(MATERIAL FOR THIS TASK Opens)

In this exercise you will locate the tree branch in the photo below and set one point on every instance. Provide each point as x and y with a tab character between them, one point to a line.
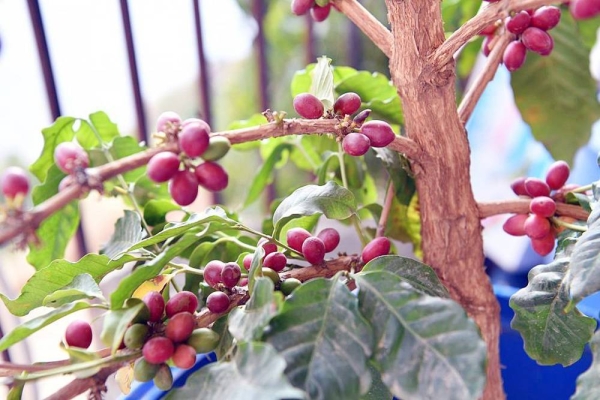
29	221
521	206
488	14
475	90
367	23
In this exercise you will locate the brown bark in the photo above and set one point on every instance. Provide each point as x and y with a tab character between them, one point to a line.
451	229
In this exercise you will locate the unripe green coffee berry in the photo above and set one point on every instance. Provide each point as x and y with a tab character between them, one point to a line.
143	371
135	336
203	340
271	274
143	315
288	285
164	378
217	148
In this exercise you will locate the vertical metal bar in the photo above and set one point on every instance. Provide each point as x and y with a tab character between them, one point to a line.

(MATERIAL FOR THIS TASK Closes)
(MATERIAL FOR THIS TASK Opens)

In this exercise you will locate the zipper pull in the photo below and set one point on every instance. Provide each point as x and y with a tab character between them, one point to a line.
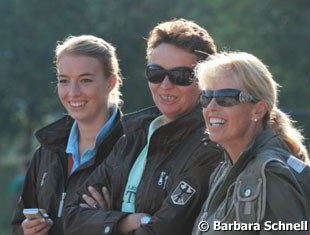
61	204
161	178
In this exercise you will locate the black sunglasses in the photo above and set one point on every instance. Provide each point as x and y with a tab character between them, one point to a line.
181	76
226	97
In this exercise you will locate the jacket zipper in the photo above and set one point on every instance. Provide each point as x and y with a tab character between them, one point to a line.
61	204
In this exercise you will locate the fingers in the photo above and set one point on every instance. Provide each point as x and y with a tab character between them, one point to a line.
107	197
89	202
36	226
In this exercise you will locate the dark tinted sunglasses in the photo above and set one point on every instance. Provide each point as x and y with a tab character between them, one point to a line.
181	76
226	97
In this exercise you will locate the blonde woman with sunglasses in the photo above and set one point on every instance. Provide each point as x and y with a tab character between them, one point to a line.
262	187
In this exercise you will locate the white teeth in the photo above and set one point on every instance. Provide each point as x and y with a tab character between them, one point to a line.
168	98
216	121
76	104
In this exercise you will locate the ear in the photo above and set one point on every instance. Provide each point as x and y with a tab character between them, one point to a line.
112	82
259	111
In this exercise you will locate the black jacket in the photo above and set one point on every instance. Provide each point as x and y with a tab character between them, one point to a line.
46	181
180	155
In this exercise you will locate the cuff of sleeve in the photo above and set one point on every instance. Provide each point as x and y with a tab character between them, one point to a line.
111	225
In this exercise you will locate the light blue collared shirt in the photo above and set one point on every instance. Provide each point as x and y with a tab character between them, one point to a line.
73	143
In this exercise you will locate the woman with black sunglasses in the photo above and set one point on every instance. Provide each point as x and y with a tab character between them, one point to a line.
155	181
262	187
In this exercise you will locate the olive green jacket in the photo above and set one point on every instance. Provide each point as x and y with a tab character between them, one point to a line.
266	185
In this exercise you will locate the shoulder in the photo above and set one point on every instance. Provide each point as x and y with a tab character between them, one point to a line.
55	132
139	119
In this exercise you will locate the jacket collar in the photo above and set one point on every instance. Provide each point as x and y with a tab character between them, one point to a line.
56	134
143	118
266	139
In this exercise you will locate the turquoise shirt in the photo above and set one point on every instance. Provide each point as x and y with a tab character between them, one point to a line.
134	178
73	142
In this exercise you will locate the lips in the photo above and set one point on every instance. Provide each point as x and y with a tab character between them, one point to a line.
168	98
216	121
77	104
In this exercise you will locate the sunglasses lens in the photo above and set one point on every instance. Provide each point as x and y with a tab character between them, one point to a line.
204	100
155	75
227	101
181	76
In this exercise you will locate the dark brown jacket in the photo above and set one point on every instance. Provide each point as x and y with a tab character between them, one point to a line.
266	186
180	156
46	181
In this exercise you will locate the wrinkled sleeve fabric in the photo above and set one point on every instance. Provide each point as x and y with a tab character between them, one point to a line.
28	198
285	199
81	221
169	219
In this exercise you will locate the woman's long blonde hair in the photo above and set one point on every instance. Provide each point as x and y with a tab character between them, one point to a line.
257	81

(MATERIAL FOR THIS TASK Closes)

Though the entries above contain pictures, none should be copied; reproduce only the lines between the one holding "In this exercise you will locate the tree" and the one holding "In this exercise you will locate the vertical", inclusive, exactly as written.

In this exercise you will locate the tree branch in the photo below and set one point on every instance. Provide each point as x and y with a tab character between them, one point to a line.
29	221
521	206
488	14
475	90
367	23
In this exercise you will locate the brown bark in the photo above and set one point on every instance. Provide each point as x and y with a tab character between them, one point to a line.
451	229
In this exercise you will locate the unripe green coffee berry in the photo above and set one point on every instance. Provide each point as x and y with a tab character between them, one point to a line.
143	371
135	336
203	340
271	274
143	315
288	285
164	378
217	148
In this exercise you will locate the vertical metal bar in the photo above and set one point on every instance. Provide each point as x and y with a tab character between them, one point to a line.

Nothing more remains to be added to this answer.